- What is needed -
Repeat each line exactly, leaving nothing out.

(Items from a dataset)
◇ ◇ ◇ ◇ ◇ ◇ ◇
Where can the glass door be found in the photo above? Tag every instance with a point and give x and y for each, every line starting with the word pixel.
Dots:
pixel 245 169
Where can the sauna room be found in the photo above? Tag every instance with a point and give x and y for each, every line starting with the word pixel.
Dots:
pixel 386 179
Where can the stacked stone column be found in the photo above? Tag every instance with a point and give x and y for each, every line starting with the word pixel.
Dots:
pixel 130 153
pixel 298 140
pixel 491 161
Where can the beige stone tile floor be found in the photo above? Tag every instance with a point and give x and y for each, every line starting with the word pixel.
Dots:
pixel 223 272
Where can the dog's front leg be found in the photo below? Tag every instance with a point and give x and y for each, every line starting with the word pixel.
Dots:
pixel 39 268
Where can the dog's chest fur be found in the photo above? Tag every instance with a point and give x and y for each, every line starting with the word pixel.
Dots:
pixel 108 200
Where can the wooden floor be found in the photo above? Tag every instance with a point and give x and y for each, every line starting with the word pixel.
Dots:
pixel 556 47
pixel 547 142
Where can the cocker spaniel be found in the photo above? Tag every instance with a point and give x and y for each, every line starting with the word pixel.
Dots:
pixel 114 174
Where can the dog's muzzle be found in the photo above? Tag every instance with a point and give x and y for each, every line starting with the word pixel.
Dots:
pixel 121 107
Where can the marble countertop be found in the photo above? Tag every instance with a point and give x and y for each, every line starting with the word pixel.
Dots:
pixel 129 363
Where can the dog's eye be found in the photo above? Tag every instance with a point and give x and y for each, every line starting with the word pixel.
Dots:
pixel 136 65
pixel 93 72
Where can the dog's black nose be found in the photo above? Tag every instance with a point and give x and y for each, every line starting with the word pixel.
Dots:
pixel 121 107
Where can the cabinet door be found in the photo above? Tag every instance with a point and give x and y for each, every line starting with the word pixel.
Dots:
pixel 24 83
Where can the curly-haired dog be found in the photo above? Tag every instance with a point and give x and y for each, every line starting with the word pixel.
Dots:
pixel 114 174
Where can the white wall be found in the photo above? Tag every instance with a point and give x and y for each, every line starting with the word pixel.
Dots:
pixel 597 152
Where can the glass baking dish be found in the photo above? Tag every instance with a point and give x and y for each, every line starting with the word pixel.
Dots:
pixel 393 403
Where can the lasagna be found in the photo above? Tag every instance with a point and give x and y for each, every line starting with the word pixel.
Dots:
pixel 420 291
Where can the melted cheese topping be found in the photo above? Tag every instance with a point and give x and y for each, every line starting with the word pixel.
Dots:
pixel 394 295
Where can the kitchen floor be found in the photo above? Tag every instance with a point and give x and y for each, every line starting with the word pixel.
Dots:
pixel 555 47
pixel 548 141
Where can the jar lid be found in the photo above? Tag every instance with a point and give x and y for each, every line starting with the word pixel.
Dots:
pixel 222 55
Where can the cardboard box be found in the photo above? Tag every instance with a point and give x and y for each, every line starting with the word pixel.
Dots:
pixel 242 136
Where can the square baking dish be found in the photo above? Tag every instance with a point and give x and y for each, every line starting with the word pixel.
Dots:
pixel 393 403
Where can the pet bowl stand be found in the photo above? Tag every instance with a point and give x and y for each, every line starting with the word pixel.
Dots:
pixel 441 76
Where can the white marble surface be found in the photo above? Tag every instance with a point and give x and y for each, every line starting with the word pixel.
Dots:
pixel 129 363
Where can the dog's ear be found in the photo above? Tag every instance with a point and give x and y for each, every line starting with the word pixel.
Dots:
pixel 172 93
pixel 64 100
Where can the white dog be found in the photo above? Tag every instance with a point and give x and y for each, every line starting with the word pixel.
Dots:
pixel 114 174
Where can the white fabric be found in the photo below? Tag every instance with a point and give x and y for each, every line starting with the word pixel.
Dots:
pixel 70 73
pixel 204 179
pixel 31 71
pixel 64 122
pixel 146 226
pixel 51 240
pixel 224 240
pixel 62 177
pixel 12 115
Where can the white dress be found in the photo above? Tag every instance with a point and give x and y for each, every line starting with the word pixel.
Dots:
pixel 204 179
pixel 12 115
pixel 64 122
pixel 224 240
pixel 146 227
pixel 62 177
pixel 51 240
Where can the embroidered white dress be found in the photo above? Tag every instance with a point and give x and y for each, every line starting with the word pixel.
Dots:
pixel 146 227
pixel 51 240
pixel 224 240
◇ ◇ ◇ ◇ ◇ ◇ ◇
- Output of the exercise -
Where can the glass door be found in the photo above? Tag every instance with a point and give x and y for each, every line starting with the word pixel.
Dots:
pixel 245 169
Where can the sauna room be found in the photo above? Tag every instance with a point and give x and y for each, every line starting with the word pixel.
Dots:
pixel 386 179
Where can the stacked stone column be found in the photo above? Tag every instance with a point and give x and y for each, every line starting with the word pixel.
Dots:
pixel 130 153
pixel 298 140
pixel 491 161
Where can the beige stone tile floor be found in the photo above? Tag every instance with a point and give x and y for each, every line starting with the word pixel.
Dots:
pixel 223 272
Where can the dog's front leg be found in the photo below? Tag every instance with a point and give x and y for each, every line starting with the word pixel.
Dots:
pixel 39 268
Where can the dog's chest fur be found in the photo above? Tag every instance with a point and give x and y for each, every line starting with the word pixel.
Dots:
pixel 108 200
Where can the wooden floor be found in the photo above? Tag every instance with a point and give x and y for each, every line starting with the word pixel.
Dots:
pixel 556 47
pixel 547 142
Where can the cocker spaniel be found in the photo above? Tag every instance with a point and give x and y for each, every line starting with the word pixel.
Dots:
pixel 114 174
Where can the dog's muzzle be found in the photo above? Tag every instance with a point and give x and y for each, every line starting with the word pixel.
Dots:
pixel 121 107
Where can the marble countertop be found in the photo above? Tag every instance with a point and give x and y for each, every line starting with the word pixel.
Dots:
pixel 129 363
Where can the dog's eye be found in the photo above? Tag every instance with a point and give x and y for each, every line starting with the word pixel.
Dots:
pixel 136 65
pixel 93 72
Where can the dog's black nose be found in the photo above? Tag every instance with a point and give x and y for each, every line starting with the word pixel.
Dots:
pixel 121 107
Where can the cabinet door be found in the photo above? Tag every instance with a point and give x and y for each, every line starting with the word pixel.
Dots:
pixel 24 83
Where can the curly-haired dog be found in the photo above? Tag every instance with a point and give x and y for each, every line starting with the word pixel.
Dots:
pixel 114 174
Where can the white wall be found in the photo above? Tag every instance with a point and give x and y for each, every line starting with the word pixel.
Dots:
pixel 597 152
Where can the glass baking dish be found in the photo above? Tag every instance with a point and give x and y for each, every line starting with the word pixel.
Dots:
pixel 393 403
Where can the lasagna be found in the photo above? Tag every instance with a point and give x and y for each, every line starting with the word pixel.
Dots:
pixel 420 291
Where can the melted cheese topping be found in the photo above? Tag every instance with a point and give x and y for each, every line starting with the word pixel.
Dots:
pixel 394 295
Where can the kitchen floor be found in the photo above? Tag every instance with a point and give x and y for each, every line starting with the word pixel.
Dots:
pixel 555 47
pixel 548 141
Where can the jar lid be found in the photo above? Tag every instance with a point and give x and y for each, every line starting with the word pixel.
Dots:
pixel 222 55
Where can the cardboard box be found in the photo above? Tag every instance with a point and give x and y for each, every line starting with the word pixel.
Dots:
pixel 242 136
Where can the square baking dish be found in the photo above? Tag every instance with a point and give x and y for each, every line starting with the word pixel.
Dots:
pixel 393 403
Where can the pet bowl stand be found in the photo above? Tag every instance with a point and give x and y for each, every line starting with the word pixel.
Dots:
pixel 441 76
Where can the white marble surface be found in the photo above? Tag every instance with a point and give x and y for each, every line starting with the word pixel.
Dots:
pixel 129 363
Where can the dog's ear be found in the photo above? Tag every instance with a point and give x and y for each, every line starting with the word pixel.
Dots:
pixel 172 93
pixel 64 100
Where can the white dog be found in the photo above? Tag every instance with a point and give x and y for each, every line starting with the word pixel.
Dots:
pixel 114 174
Where can the white fabric be found in the photo below? Tag every instance with a point and give x and y for each, every line starting with the word pixel.
Dots:
pixel 70 73
pixel 204 179
pixel 31 71
pixel 64 122
pixel 146 226
pixel 51 240
pixel 224 240
pixel 62 177
pixel 12 115
Where can the white dress be found in the photo above? Tag every instance with a point and give x and y for each, every line starting with the word pixel.
Dots:
pixel 204 179
pixel 12 115
pixel 64 122
pixel 224 240
pixel 146 227
pixel 62 177
pixel 51 240
Where can the embroidered white dress be found in the photo above? Tag every instance with a point and give x and y for each, every line starting with the word pixel.
Dots:
pixel 146 227
pixel 51 240
pixel 224 240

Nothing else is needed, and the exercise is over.